**Set exercise:** Turn every entry below into a single numbered list, one line per item, with blank lines dropped and the pictures left out.

——————

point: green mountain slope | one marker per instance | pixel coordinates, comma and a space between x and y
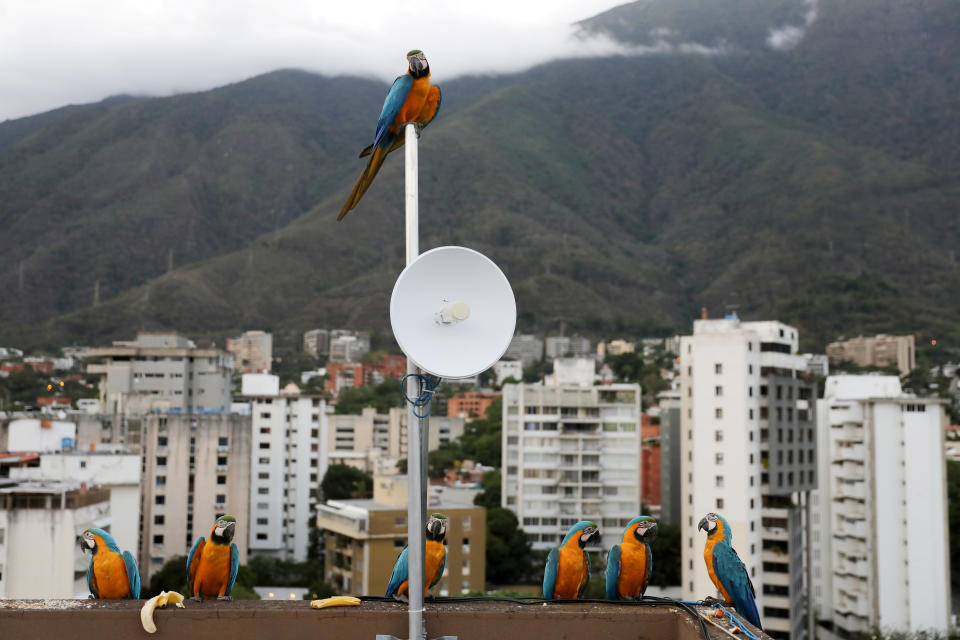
618, 194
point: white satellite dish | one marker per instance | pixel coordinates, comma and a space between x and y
453, 312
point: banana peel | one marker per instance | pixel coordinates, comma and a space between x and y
162, 600
335, 601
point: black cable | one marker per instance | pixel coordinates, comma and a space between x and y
652, 601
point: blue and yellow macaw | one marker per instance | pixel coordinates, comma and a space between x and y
436, 560
568, 566
411, 99
726, 570
111, 575
212, 566
630, 563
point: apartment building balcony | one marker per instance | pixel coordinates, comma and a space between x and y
848, 470
844, 489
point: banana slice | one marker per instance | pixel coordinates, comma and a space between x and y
162, 600
335, 601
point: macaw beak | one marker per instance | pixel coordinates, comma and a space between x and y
417, 64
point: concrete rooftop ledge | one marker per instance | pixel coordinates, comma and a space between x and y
295, 620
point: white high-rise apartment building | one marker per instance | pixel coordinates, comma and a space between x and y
195, 468
162, 371
571, 452
881, 553
39, 525
748, 450
288, 460
252, 351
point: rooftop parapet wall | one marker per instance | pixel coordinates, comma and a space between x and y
295, 620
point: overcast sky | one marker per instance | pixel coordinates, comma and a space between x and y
58, 52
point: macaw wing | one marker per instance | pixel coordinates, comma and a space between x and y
92, 580
646, 580
613, 572
133, 574
583, 586
431, 106
234, 566
401, 571
443, 565
193, 562
733, 576
550, 573
391, 106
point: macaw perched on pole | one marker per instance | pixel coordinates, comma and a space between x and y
726, 569
411, 99
568, 566
212, 566
630, 563
111, 575
436, 560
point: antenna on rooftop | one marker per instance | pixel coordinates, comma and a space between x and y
453, 314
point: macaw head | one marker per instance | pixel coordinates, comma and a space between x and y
418, 63
715, 524
437, 527
223, 529
644, 528
585, 532
93, 539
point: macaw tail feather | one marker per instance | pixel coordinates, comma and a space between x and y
397, 143
747, 607
364, 181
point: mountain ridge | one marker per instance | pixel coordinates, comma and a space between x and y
619, 194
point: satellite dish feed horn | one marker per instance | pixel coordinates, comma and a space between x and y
453, 312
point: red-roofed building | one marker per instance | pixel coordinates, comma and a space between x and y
54, 401
470, 403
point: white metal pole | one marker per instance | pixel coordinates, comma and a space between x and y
416, 506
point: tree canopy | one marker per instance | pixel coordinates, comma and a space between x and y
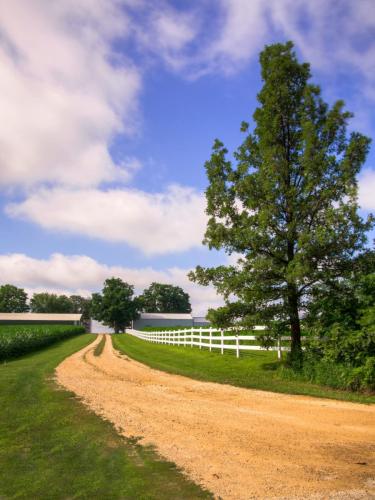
164, 298
116, 306
287, 204
51, 303
13, 299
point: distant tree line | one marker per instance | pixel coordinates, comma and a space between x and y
116, 306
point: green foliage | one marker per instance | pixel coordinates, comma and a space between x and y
53, 447
99, 347
51, 303
289, 205
162, 298
257, 370
13, 299
115, 306
342, 333
81, 305
16, 340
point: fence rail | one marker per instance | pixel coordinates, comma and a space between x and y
210, 338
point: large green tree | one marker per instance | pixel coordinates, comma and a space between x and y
116, 306
51, 303
13, 299
159, 297
288, 203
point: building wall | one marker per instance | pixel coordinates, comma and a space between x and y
141, 323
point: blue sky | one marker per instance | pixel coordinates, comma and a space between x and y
110, 109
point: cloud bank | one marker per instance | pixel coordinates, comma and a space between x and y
159, 223
84, 275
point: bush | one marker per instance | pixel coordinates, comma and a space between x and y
17, 340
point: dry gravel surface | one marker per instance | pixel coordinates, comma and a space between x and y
238, 443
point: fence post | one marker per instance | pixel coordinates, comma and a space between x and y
278, 348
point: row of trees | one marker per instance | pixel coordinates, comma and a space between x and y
115, 306
288, 207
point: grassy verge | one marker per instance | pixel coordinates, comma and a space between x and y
258, 370
51, 446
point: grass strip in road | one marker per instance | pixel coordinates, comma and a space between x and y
99, 347
257, 370
52, 446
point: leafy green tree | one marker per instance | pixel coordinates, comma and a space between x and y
289, 206
116, 306
163, 298
13, 299
51, 303
81, 305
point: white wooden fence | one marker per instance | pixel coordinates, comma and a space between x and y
204, 337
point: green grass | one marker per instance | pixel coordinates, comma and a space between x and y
256, 370
52, 447
16, 340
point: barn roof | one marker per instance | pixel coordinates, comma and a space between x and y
39, 317
165, 316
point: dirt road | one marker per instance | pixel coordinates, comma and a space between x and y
238, 443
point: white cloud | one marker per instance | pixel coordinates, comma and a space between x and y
84, 275
367, 190
158, 223
63, 100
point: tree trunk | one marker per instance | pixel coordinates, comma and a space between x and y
295, 326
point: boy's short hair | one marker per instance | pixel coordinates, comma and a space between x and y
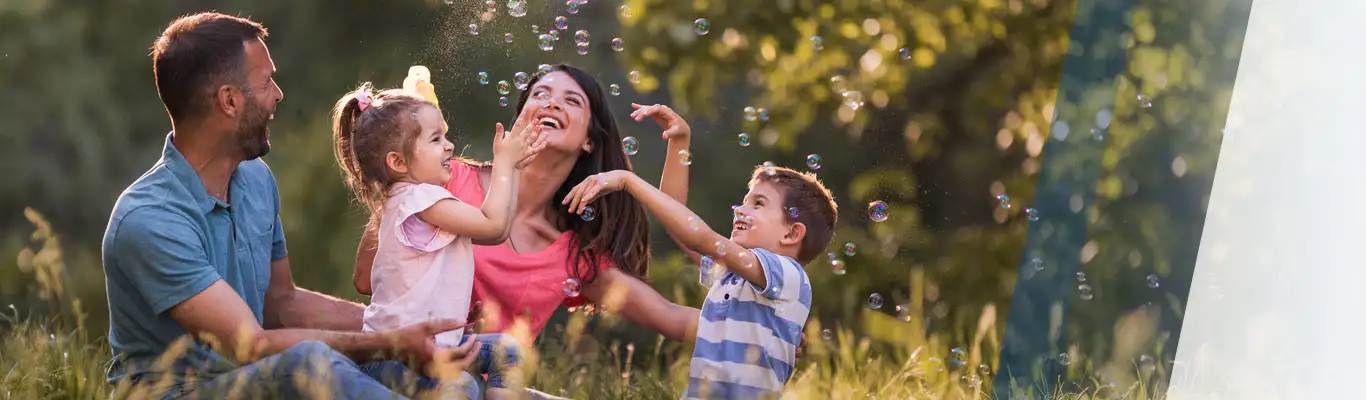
814, 206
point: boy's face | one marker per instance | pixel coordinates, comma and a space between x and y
761, 220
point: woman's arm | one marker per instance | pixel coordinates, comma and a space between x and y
639, 303
674, 180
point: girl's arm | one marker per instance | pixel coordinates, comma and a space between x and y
486, 224
365, 260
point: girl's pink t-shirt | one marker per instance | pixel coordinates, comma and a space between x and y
510, 284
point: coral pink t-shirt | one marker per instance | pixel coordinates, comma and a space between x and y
510, 284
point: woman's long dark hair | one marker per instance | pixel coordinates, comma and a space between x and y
620, 230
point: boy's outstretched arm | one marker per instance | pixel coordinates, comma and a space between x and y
676, 219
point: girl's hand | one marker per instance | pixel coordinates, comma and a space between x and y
674, 124
593, 187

——————

**Exercise answer:**
1. point: green mountain slope | one marker per instance | pixel coordinates, comma and a space between x and y
2. 618, 194
3. point: white satellite dish | one marker per instance | pixel coordinates, comma and a space between x and y
4. 453, 312
5. point: banana peel | one marker per instance | pixel coordinates, comma and a space between x and y
6. 162, 600
7. 335, 601
8. point: black cable | one marker per instance | pixel coordinates, comma and a space between x and y
9. 652, 601
10. point: blue and yellow macaw | one marker per instance | pixel coordinates, comma and a space between x and y
11. 436, 560
12. 568, 566
13. 411, 99
14. 726, 570
15. 111, 575
16. 212, 566
17. 630, 563
18. point: apartment building balcony | one marker per instance | pixel coordinates, comma and a space between x and y
19. 848, 470
20. 844, 489
21. point: banana slice | one marker per instance | pixel coordinates, comma and a space between x and y
22. 162, 600
23. 335, 601
24. point: macaw beak | one marker per instance | pixel coordinates, comma and a space between x and y
25. 417, 64
26. point: concrete rooftop ledge | one marker per instance | pixel coordinates, comma and a space between x and y
27. 295, 620
28. point: white high-rise apartment building | one marker per instance | pixel coordinates, comma and a space between x and y
29. 195, 468
30. 162, 371
31. 571, 452
32. 881, 553
33. 39, 525
34. 748, 450
35. 288, 460
36. 252, 351
37. point: rooftop parapet wall | one marker per instance | pixel coordinates, comma and a space between x and y
38. 295, 620
39. point: overcast sky | one marker per instance | pixel coordinates, comma and a space between x and y
40. 58, 52
41. point: macaw wing | one marker per instance | pixel coordinates, comma and a space between x and y
42. 92, 580
43. 646, 580
44. 613, 572
45. 133, 574
46. 583, 586
47. 431, 106
48. 234, 566
49. 401, 571
50. 443, 565
51. 193, 562
52. 733, 576
53. 550, 573
54. 391, 106
55. point: macaw perched on pole | one marker per instance | pixel coordinates, comma and a space between x and y
56. 726, 569
57. 411, 99
58. 568, 566
59. 212, 566
60. 630, 563
61. 111, 575
62. 436, 560
63. point: antenna on rooftop | one marker per instance | pixel coordinates, comma and a space between x and y
64. 453, 314
65. point: macaw head | one marker per instance | pixel coordinates, comma and a space between x and y
66. 418, 63
67. 715, 524
68. 437, 527
69. 223, 529
70. 644, 528
71. 585, 532
72. 93, 539
73. point: macaw tail feather | one marker per instance | pixel coordinates, comma and a space between x and y
74. 397, 143
75. 747, 607
76. 364, 181
77. point: mountain ridge | one marker per instance | pixel coordinates, comma and a space between x and y
78. 619, 194
79. point: satellite dish feed horn | one marker per instance | pixel coordinates, comma and a space between x and y
80. 453, 312
81. point: red-roofed building | one marker per instance | pixel coordinates, comma and a space between x and y
82. 54, 401
83. 470, 403
84. point: white metal pole | one marker per instance | pixel coordinates, comma and a space between x and y
85. 416, 506
86. point: tree canopy | one marker per instance | pixel coordinates, comma and a space between x and y
87. 164, 298
88. 116, 306
89. 287, 204
90. 51, 303
91. 13, 299
92. point: distant tree line | one marker per instance | pixel coordinates, comma and a space between x and y
93. 116, 306
94. point: green foliage | one marker per instance | pixel coordinates, comma and a space between x and y
95. 53, 447
96. 99, 347
97. 51, 303
98. 289, 205
99. 162, 298
100. 257, 370
101. 13, 299
102. 115, 306
103. 342, 333
104. 81, 305
105. 16, 340
106. point: fence rail | one marker per instance | pixel coordinates, comma and a space between x and y
107. 210, 338
108. point: large green tree | one marker per instance | pixel coordinates, comma and a space between x and y
109. 116, 306
110. 51, 303
111. 13, 299
112. 159, 297
113. 288, 203
114. point: building wall | one marker per instance | pixel coordinates, comma and a space between x and y
115. 141, 323
116. point: blue sky | one marker per instance | pixel coordinates, comma and a space between x and y
117. 110, 109
118. point: cloud bank | one marker per instance | pixel coordinates, comma and a space between x and y
119. 159, 223
120. 84, 275
121. point: bush | one marker per instance | pixel coordinates, comma and a space between x and y
122. 17, 340
123. point: dry gravel surface | one marker per instance | pixel coordinates, comma and a space between x and y
124. 238, 443
125. point: fence post | one marker per instance | pixel coordinates, comma and a space between x and y
126. 278, 348
127. point: row of trees | one marker per instance | pixel coordinates, comma and a space between x and y
128. 115, 306
129. 288, 207
130. point: grassy verge | one marker per instance | pixel coordinates, comma and a space between x and y
131. 258, 370
132. 51, 446
133. point: grass strip in road | one marker per instance | pixel coordinates, comma and a space between x and y
134. 99, 347
135. 257, 370
136. 52, 446
137. point: leafy green tree | one marker per instance | pixel coordinates, comma and a space between x and y
138. 289, 206
139. 116, 306
140. 163, 298
141. 13, 299
142. 51, 303
143. 81, 305
144. point: white wooden fence | one marker per instance | pixel coordinates, comma and a space between x and y
145. 204, 337
146. point: green grass | one marker per instance | pixel coordinates, comma and a space between x and y
147. 256, 370
148. 52, 447
149. 16, 340
150. point: barn roof | one marker per instance | pixel coordinates, comma and a space between x and y
151. 39, 317
152. 165, 316
153. point: dirt road | one marker per instance | pixel coordinates, comma and a space between x and y
154. 238, 443
155. point: white cloud | one marker per instance | pixel coordinates, comma and a space between x and y
156. 84, 275
157. 367, 190
158. 158, 223
159. 63, 100
160. point: tree trunk | one marker per instance | pixel coordinates, comma and a space between x and y
161. 295, 326
162. point: boy's short hair | one marker per instance | pixel coordinates, comma and a space between x and y
163. 814, 206
164. point: boy's face | one marker per instance | pixel coordinates, comma and a space between x and y
165. 761, 220
166. point: woman's arm | one marker per instance | pixel coordinates, comma and a space between x and y
167. 639, 303
168. 674, 180
169. point: girl's arm | one marker per instance | pixel coordinates, comma and a space between x and y
170. 486, 224
171. 365, 260
172. point: girl's pink t-shirt | one marker per instance | pixel coordinates, comma and a space between x and y
173. 510, 284
174. point: coral pink t-shirt | one marker per instance | pixel coordinates, comma and a space between x and y
175. 510, 284
176. point: woman's long dark hair | one marker per instance | pixel coordinates, comma and a space between x and y
177. 620, 230
178. point: boy's outstretched arm | one marker per instance | pixel coordinates, comma and a space between x and y
179. 676, 219
180. point: girl's hand | one marker per instance | pixel coordinates, comma and a space between x and y
181. 674, 124
182. 593, 187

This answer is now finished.